---- Extrait de page

Nouvelle affaire impliquant un parent d'enfant handicapé. Déjà en février 2015, une mère de famille était jugée pour le meurtre de son fils handicapé mental à Rouen (article en lien ci-dessous). D'autres tragédies de ce type ont malheureusement défrayé la chronique. Le 14 septembre 2015, c'est le procès d'une mère accusée d'avoir étranglé sa fille de huit ans lourdement handicapée avant de tenter de se suicider qui s'ouvre devant la cour d'assises de Rennes. Les jurés devront déterminer s'il s'agit d'un meurtre ou d'« un acte d'amour ». Laurence Nait Kaoudjt, 44 ans au moment des faits, est jugée pour meurtre sur mineure de moins de quinze ans particulièrement vulnérable. Qualifiant son infanticide « d'acte d'amour », elle a tué sa fille, Méline, en août 2010, peu après l'installation de la famille sur la commune de Saint-Malo (Ille-et-Vilaine).
Une immense solitude
Très affectée, elle ne s'est pas exprimée mais a éclaté en sanglots avant d'entrer dans le tribunal, puis une deuxième fois juste avant que ne débute l'audience tandis qu'elle patientait dans le box des accusés. « Elle est très éprouvée évidemment : pas facile pour elle de comparaître aux Assises, d'affronter son geste et en même temps, elle en meurt d'envie », a expliqué son avocat Me Éric Dupont-Moretti. « C'est une immense solitude, c'est une femme qui est submergée par l'émotion, par la difficulté, par le handicap de sa fille... C'est un crime et c'est un acte d'amour en même temps, c'est à la fois terrifiant et sublime ». « En cela, ce procès sort bien évidemment de l'ordinaire », a-t-il ajouté.

--------
---- Les données

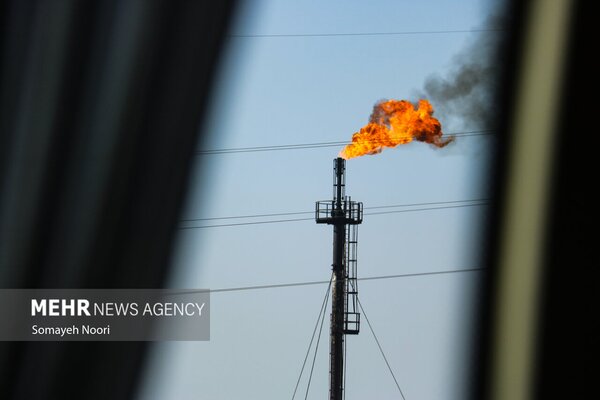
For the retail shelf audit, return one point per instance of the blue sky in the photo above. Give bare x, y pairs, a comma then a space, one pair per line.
291, 90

--------

▶ Travail à faire:
A: Recopiez l'extrait sur le procès de Rennes depuis « Nouvelle affaire impliquant » jusqu'à « de Saint-Malo (Ille-et-Vilaine). » inclus.
B: Résumez en deux phrases l'extrait sur le procès de Rennes.

▶ Corrigé:
A:
Nouvelle affaire impliquant un parent d'enfant handicapé. Déjà en février 2015, une mère de famille était jugée pour le meurtre de son fils handicapé mental à Rouen (article en lien ci-dessous). D'autres tragédies de ce type ont malheureusement défrayé la chronique. Le 14 septembre 2015, c'est le procès d'une mère accusée d'avoir étranglé sa fille de huit ans lourdement handicapée avant de tenter de se suicider qui s'ouvre devant la cour d'assises de Rennes. Les jurés devront déterminer s'il s'agit d'un meurtre ou d'« un acte d'amour ». Laurence Nait Kaoudjt, 44 ans au moment des faits, est jugée pour meurtre sur mineure de moins de quinze ans particulièrement vulnérable. Qualifiant son infanticide « d'acte d'amour », elle a tué sa fille, Méline, en août 2010, peu après l'installation de la famille sur la commune de Saint-Malo (Ille-et-Vilaine).

B: Le 14 septembre 2015 s'ouvre devant la cour d'assises de Rennes le procès de Laurence Nait Kaoudjt, accusée d'avoir étranglé en août 2010 sa fille Méline, âgée de huit ans et lourdement handicapée, avant de tenter de se suicider. Les jurés devront déterminer s'il s'agit d'un meurtre ou d'« un acte d'amour », selon les mots de l'accusée, que son avocat, Me Éric Dupont-Moretti, décrit comme une femme submergée par l'émotion et par le handicap de sa fille.